• _What is being asked_
Rewrite every line of the records below, text lines included, multiplying each x and y point coordinate by 1.35 and rounding to the nearest whole number, with halves rounded up. Leave the pictures out of your answer.

(Rows taken from a pointing dataset)
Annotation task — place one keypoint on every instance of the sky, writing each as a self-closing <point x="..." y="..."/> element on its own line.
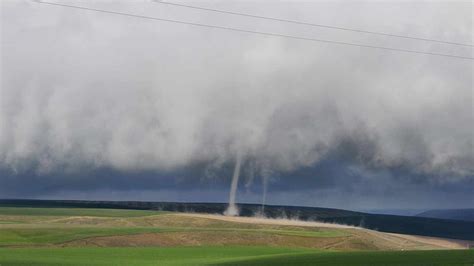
<point x="109" y="107"/>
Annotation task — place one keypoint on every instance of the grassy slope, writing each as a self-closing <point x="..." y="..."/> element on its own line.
<point x="136" y="256"/>
<point x="42" y="226"/>
<point x="46" y="226"/>
<point x="227" y="256"/>
<point x="406" y="258"/>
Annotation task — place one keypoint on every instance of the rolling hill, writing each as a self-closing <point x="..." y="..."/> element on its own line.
<point x="423" y="226"/>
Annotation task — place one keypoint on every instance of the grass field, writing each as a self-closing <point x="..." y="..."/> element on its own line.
<point x="227" y="256"/>
<point x="74" y="236"/>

• _Task solution_
Annotation task — place one keypoint on every instance of the sky, writing each as a self-closing <point x="..." y="..."/> element on its own line.
<point x="147" y="144"/>
Annotation task — place one keypoint on every instance of the grassy slope, writing each as a self-closing <point x="..." y="..."/> element on its own line.
<point x="184" y="346"/>
<point x="57" y="305"/>
<point x="62" y="305"/>
<point x="306" y="346"/>
<point x="548" y="348"/>
Annotation task — place one keypoint on every instance of the rolling hill, writing each as a self-closing <point x="..." y="..."/> element on its own line.
<point x="571" y="305"/>
Annotation task — place one keypoint on every instance of the grass field, writing each as a self-closing <point x="..." y="..."/> element on its own line.
<point x="306" y="346"/>
<point x="100" y="319"/>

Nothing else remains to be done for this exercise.